Reproduce every line of the records below verbatim, omitting the pictures.

**** Records for this task ****

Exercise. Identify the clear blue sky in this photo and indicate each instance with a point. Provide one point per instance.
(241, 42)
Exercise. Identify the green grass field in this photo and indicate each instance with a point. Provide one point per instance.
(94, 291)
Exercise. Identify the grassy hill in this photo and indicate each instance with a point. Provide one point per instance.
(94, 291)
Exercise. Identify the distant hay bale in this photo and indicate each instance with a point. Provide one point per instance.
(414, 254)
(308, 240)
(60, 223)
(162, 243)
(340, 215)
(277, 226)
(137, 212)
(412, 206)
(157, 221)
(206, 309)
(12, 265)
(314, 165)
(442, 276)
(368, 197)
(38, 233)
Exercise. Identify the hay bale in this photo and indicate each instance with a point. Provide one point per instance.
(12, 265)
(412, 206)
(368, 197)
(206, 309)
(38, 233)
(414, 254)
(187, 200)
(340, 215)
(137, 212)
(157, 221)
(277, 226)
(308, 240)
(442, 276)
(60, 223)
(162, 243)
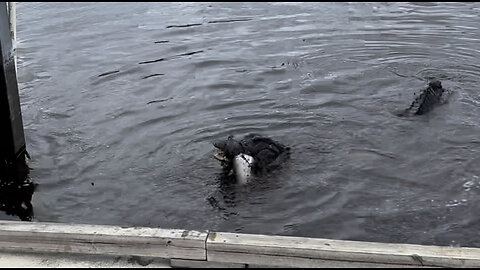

****

_Finished task_
Exercise. Identify the clear blue sky in this photo and indicate each instance with a point. Provide one point per instance.
(241, 42)
Exercise. Identify the green grass field in this photo and indicate each instance with a point. Provide one point per instance.
(94, 291)
Exercise. Identify the grassy hill in this photo and indicate each instance with a point. Provide one point per instance.
(94, 291)
Exercise. Identify the distant hay bale in this photo and indicate each instance with a point. Provide one point per instance.
(414, 254)
(308, 240)
(60, 223)
(162, 243)
(340, 215)
(277, 226)
(137, 212)
(412, 206)
(157, 221)
(206, 309)
(12, 265)
(314, 165)
(442, 276)
(368, 197)
(38, 233)
Exercise. Identify the hay bale in this photo and indicate each instance with a point. Provide one point per instance.
(12, 265)
(412, 206)
(368, 197)
(206, 309)
(38, 233)
(414, 254)
(187, 200)
(340, 215)
(137, 212)
(157, 221)
(277, 226)
(308, 240)
(442, 276)
(60, 223)
(162, 243)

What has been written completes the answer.